Report every line of the data below that contains the string "house", treating uppercase and lowercase as different.

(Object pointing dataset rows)
□ □ □ □ □
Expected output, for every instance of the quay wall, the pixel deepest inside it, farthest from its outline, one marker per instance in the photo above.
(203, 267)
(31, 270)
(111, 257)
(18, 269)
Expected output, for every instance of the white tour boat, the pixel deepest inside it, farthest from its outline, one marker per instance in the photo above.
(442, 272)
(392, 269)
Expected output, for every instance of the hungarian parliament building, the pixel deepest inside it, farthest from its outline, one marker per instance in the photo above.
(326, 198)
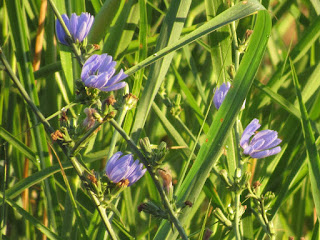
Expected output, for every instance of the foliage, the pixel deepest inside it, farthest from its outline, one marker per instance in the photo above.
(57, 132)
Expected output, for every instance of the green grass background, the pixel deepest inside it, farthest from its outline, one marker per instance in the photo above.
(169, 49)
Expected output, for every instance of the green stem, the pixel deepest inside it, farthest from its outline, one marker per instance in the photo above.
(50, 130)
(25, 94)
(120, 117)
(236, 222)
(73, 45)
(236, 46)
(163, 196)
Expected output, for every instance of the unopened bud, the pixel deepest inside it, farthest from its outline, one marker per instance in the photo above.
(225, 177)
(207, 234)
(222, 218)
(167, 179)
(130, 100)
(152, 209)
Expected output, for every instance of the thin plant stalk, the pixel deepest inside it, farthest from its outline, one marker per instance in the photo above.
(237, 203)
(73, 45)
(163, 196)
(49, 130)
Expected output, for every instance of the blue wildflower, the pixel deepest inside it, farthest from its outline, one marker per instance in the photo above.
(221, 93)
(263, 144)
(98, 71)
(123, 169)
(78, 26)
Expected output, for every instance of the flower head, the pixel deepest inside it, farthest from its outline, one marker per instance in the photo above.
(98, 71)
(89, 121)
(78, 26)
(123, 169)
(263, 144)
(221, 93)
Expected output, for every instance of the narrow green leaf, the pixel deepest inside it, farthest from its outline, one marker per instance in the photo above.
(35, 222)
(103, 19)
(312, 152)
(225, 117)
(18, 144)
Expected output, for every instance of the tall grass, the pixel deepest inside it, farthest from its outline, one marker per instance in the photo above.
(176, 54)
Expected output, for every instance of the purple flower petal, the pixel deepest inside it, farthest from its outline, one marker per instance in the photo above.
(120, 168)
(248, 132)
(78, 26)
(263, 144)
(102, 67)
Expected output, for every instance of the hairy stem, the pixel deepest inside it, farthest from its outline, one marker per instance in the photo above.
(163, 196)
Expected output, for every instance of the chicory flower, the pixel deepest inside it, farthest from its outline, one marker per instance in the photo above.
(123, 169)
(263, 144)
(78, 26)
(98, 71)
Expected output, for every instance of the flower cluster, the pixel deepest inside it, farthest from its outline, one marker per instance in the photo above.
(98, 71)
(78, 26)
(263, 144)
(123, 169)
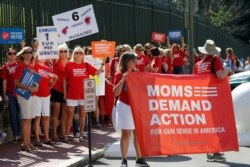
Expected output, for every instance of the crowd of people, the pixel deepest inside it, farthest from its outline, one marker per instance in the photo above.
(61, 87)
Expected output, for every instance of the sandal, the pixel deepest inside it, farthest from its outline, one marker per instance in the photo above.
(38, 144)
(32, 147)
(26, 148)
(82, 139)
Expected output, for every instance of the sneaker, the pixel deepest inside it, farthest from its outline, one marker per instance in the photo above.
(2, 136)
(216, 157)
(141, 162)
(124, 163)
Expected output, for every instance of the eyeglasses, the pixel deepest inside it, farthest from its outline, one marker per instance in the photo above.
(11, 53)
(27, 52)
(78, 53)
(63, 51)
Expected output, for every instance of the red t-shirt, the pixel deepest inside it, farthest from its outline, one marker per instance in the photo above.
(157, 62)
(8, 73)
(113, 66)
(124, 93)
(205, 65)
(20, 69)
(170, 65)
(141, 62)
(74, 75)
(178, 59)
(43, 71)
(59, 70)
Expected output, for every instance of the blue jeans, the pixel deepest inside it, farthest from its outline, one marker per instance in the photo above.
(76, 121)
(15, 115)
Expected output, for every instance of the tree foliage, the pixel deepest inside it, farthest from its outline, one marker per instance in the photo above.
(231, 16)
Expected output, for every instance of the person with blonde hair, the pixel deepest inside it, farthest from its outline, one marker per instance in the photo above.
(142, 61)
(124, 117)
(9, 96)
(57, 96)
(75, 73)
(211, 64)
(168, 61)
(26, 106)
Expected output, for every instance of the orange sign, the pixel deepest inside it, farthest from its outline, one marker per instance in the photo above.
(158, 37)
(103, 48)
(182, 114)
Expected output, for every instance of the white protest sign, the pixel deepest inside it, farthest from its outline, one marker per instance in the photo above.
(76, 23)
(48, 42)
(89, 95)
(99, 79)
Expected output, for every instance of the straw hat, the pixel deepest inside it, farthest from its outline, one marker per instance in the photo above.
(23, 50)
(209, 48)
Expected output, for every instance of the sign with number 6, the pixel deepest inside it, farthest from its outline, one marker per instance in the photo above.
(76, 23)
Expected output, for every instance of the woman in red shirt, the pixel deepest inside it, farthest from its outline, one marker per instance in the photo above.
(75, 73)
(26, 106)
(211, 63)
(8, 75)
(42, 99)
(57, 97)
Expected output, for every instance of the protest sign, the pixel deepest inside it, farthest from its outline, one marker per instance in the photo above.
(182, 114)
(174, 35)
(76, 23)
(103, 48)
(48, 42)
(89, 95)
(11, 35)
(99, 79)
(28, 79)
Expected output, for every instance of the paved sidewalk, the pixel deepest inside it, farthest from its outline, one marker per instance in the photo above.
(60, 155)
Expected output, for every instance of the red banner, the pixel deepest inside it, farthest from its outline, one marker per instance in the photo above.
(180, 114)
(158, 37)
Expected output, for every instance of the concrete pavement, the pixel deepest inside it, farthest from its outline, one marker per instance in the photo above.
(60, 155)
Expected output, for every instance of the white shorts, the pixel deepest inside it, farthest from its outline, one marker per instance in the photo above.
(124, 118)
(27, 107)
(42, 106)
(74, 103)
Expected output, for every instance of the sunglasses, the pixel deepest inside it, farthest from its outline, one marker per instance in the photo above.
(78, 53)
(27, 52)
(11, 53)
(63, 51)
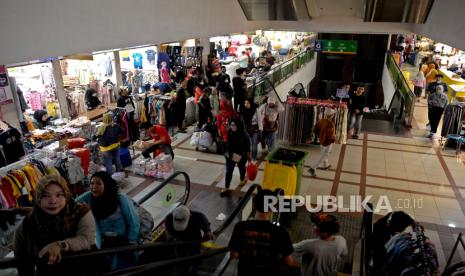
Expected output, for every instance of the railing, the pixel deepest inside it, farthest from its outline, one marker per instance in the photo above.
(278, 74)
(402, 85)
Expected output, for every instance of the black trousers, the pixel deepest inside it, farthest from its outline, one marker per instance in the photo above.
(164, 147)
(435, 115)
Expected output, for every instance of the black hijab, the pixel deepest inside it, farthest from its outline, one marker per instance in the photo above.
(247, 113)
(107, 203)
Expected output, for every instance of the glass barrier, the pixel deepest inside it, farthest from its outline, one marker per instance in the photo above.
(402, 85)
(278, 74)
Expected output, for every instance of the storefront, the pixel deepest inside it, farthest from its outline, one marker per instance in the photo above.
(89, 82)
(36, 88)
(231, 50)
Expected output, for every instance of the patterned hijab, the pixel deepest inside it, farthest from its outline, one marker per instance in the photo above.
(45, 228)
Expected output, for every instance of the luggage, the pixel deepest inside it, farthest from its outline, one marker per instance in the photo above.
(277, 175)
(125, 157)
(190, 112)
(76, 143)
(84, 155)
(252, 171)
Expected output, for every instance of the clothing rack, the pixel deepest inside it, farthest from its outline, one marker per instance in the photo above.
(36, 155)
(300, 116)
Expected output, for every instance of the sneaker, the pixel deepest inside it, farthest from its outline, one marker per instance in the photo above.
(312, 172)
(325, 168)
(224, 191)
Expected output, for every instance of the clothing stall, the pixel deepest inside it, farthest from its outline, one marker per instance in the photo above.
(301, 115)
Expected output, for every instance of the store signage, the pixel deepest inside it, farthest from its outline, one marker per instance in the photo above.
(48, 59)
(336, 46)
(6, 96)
□ □ □ □ □
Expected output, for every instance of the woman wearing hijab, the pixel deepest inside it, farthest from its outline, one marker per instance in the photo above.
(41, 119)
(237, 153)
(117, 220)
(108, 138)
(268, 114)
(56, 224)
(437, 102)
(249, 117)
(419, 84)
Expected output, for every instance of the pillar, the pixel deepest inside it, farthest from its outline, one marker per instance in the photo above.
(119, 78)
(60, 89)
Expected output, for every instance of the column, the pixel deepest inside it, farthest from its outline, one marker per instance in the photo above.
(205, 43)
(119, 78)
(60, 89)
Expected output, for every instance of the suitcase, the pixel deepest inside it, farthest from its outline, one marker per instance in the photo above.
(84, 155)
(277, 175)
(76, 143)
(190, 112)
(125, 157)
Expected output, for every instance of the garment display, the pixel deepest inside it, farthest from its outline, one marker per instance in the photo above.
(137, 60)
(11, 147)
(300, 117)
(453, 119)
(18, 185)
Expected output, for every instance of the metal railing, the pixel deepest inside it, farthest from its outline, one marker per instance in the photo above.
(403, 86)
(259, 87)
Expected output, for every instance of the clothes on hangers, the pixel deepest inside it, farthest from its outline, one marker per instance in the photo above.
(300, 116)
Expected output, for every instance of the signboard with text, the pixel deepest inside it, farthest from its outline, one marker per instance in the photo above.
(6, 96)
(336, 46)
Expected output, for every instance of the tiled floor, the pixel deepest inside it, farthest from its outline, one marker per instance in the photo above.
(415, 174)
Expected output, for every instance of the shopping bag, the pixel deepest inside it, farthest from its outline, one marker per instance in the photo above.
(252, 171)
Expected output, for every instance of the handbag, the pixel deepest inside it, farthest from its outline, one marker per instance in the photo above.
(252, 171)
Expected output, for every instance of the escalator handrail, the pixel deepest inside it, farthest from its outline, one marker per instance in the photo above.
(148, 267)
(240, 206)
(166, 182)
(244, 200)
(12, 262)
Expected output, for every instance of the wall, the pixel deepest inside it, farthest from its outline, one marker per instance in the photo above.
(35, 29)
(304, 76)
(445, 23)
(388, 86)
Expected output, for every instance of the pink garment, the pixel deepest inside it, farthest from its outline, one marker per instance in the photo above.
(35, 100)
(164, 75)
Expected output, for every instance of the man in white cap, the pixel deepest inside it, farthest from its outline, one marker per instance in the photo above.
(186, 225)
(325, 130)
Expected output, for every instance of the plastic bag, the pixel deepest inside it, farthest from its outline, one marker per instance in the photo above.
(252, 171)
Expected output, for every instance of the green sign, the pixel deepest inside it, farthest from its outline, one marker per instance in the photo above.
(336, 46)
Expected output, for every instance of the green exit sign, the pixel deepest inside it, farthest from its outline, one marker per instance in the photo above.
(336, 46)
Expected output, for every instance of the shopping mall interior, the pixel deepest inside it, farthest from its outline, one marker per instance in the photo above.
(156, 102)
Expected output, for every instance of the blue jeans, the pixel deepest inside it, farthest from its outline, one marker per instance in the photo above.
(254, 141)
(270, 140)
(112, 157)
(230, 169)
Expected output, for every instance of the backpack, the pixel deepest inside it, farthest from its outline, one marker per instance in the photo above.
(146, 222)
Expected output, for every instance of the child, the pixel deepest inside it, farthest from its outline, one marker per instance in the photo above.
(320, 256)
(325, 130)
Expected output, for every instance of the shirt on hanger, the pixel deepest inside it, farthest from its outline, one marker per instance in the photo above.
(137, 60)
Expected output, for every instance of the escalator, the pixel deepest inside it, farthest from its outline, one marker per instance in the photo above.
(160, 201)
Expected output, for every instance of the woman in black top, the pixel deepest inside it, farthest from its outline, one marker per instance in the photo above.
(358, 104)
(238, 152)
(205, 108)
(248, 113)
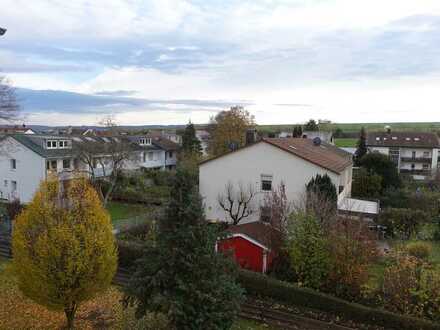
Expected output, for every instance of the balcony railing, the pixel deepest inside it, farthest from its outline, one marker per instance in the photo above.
□ □ □ □ □
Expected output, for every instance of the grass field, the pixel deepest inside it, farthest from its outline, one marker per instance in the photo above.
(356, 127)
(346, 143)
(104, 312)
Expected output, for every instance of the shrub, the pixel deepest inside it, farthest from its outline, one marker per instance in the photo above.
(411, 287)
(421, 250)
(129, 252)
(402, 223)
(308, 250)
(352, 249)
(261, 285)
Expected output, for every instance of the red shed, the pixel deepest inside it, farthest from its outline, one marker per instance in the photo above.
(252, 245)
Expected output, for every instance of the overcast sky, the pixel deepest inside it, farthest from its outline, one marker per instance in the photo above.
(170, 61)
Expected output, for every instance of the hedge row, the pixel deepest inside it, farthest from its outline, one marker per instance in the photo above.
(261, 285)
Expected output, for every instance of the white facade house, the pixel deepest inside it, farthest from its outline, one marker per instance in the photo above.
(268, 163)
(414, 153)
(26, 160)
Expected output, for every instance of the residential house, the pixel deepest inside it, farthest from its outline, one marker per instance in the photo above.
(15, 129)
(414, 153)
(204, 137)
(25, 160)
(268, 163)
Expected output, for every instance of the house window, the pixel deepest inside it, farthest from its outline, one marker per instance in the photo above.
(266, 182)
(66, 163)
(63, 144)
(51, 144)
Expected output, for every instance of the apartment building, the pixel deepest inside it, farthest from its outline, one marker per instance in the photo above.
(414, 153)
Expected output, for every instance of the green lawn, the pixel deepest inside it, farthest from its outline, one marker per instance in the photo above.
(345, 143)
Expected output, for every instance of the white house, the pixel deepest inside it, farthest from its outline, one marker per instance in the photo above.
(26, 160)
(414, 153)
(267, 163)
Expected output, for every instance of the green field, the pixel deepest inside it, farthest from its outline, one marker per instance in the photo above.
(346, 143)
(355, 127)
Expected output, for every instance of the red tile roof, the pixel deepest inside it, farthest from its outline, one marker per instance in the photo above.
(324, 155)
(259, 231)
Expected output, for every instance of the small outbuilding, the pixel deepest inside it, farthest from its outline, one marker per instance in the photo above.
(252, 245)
□ □ □ □ □
## Exercise answer
Expected output, for every instance of the white facade house, the pixel deepest inside it, farthest from its outline, one marker per instance in the photo above.
Expected output, for every instance of the residential house, the pixel deepest inside it, farthest from its outline, one marker per instance in the photo above.
Expected output, for every instance of the house window, the pixel deepest inside it, farthest from its outline, one marker per instance in the photo above.
Expected output, for every instance of the white house, the pixel deepest inside it, farthest from its outline, one marker per instance in the photo above.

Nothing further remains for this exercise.